==== Record set ====

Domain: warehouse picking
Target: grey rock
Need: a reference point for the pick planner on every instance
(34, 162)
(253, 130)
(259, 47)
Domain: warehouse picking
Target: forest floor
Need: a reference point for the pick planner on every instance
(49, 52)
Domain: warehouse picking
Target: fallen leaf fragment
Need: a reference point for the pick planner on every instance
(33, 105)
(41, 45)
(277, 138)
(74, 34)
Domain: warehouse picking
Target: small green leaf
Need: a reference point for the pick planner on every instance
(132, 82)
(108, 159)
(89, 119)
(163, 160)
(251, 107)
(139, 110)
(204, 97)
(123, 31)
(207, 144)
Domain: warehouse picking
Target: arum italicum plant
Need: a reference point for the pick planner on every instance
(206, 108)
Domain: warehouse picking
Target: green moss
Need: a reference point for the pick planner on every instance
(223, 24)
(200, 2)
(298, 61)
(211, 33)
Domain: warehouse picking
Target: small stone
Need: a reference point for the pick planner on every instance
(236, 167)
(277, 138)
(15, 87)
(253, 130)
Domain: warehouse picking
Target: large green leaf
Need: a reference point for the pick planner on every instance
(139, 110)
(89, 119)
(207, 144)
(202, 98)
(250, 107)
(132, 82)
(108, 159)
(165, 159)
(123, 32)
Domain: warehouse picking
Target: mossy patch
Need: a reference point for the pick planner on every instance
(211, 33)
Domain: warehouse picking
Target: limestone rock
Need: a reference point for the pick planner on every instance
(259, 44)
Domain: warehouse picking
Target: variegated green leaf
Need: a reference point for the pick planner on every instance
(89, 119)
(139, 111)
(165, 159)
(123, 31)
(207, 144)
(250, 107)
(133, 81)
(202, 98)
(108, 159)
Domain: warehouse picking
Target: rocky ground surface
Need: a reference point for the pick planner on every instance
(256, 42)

====

_Written exercise_:
Reproduce these lines with every occurrence of "pick planner" swapped for "grasp planner", leaving everything else as it is.

_Problem solution_:
Domain: warehouse picking
Target: grey rock
Need: a reference point for the grasp planner on every instance
(34, 162)
(253, 130)
(259, 47)
Domain: warehouse picking
Target: forest floor
Need: a reference point for the grasp planner on every instance
(49, 52)
Domain: warehouse picking
Target: fallen leaf fragment
Need: a reference point for the grasp planner on every instance
(33, 105)
(41, 45)
(277, 138)
(74, 34)
Domain: warehouse picking
Target: small green leaf
Need: a reference point for the grasp planner on every instance
(132, 82)
(108, 159)
(89, 119)
(163, 160)
(251, 107)
(139, 110)
(204, 97)
(123, 31)
(207, 144)
Domain: warehouse picking
Target: arum italicum plant
Need: a reference point for the grasp planner on every instance
(206, 108)
Domain: warehouse picking
Target: green moss
Need: a reference point for the grasp planner on every instance
(223, 24)
(200, 2)
(298, 61)
(211, 33)
Domain: warehouse picking
Target: small stone
Need: a reference point for the grasp planner on every instance
(236, 167)
(277, 138)
(15, 87)
(253, 130)
Domain: warehouse picking
Target: large green leaf
Need: a reference point for the grasp planner on every instance
(139, 110)
(89, 119)
(207, 144)
(202, 98)
(250, 107)
(132, 82)
(108, 159)
(165, 159)
(123, 32)
Domain: warehouse picking
Target: mossy patch
Need: a reference point for the grasp planner on every instance
(211, 33)
Domain: warehouse picking
Target: limestone rock
Need: a reference point for the grasp planner on every instance
(259, 44)
Domain: warehouse picking
Target: variegated green leaf
Need: a reference point for the grasp planner on every instance
(89, 119)
(139, 111)
(165, 159)
(123, 31)
(207, 144)
(250, 107)
(133, 81)
(202, 98)
(108, 159)
Domain: warehouse picking
Target: rocky ground surface
Need: a reference point for the grasp planner on every instance
(256, 42)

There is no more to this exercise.